**Extract:**
━━━
Problematic one way or another when trying to rig this to work.  Looks like at this point it is back to the left side mount idea.  To be perfectly honest, this highly desire-able Schwinn fore brake would be better suited on a single pivot fork or rigid fork or Schwinnster Bicycle Restoration.
     You may want to look into the Monarch reproduction rockers/fork that have been designed with Disk Brake mounts on them,  but it would require building a new wheel with a disc hub, and then picking up a proven Avid BB5-7 mechanical disc brake setup....  Good luck HF2!


----------



## Henryford2 (Dec 13, 2018)

No problem, I'm moving the torque arm back to the left and using the rear pivot. The only difference is I'm moving it to the outside of the fork rather than trying to stick it between the fork and the wheel. This way I can fasten the fender stays normally and all I have to do is make up a "new" shoulder bolt to mount  the pivot. Easy Peasy. The fork is a Monark reproduction, the original was too bad to use, going to a disc brake doesn't hold true to the spirit of the intended build. Thanks for the help, I'll be sure to post some pictures when it's done.


----------



## SKPC (Dec 13, 2018)

Yep. Seems to be the best option in your case with your build-up.  Really like the extra stop with drums, so I also run a few of them.   When you are done with the rigging, show us a pic!  skpc


----------
━━━
**Supplied material:**
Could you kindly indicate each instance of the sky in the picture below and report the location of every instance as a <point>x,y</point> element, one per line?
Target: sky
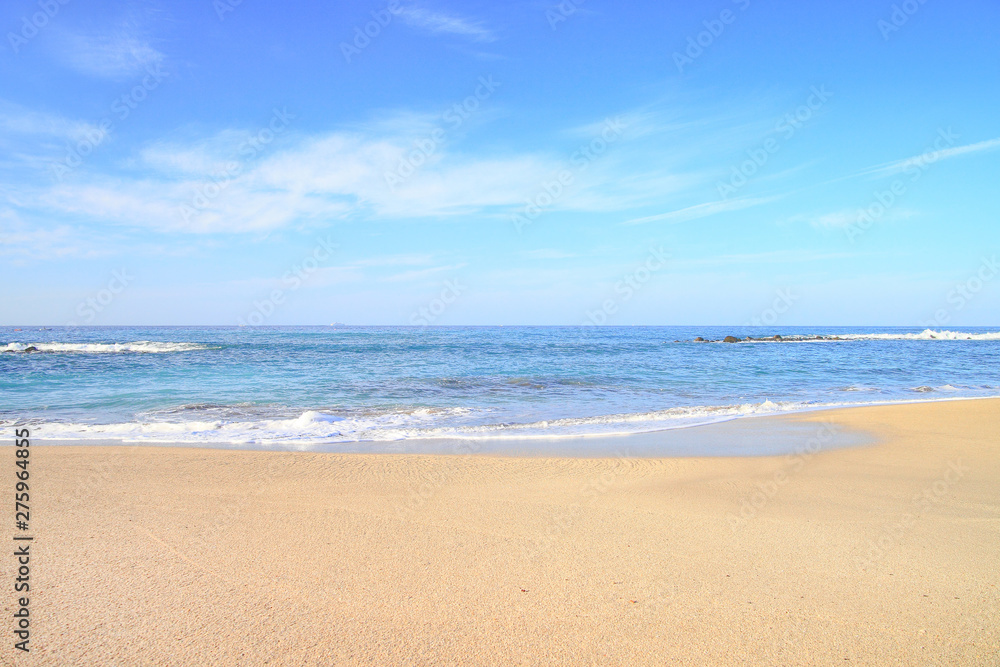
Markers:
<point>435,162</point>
━━━
**Task list:**
1. In the brake thread, why does Henryford2 put the torque arm on the outside of the fork instead of between the fork and the wheel?
2. The brake thread suggests a disc brake route. List everything it says that route would need.
3. According to the brake thread, what kind of fork is on Henryford2's build?

**In response:**
1. With the torque arm on the outside, the fender stays can be fastened the usual way. The only extra work is making a "new" shoulder bolt to mount the pivot.

2.
- Monarch reproduction rockers/fork designed with disc brake mounts
- A new wheel built with a disc hub
- An Avid BB5-7 mechanical disc brake setup

3. A Monark reproduction, because the original was too bad to use.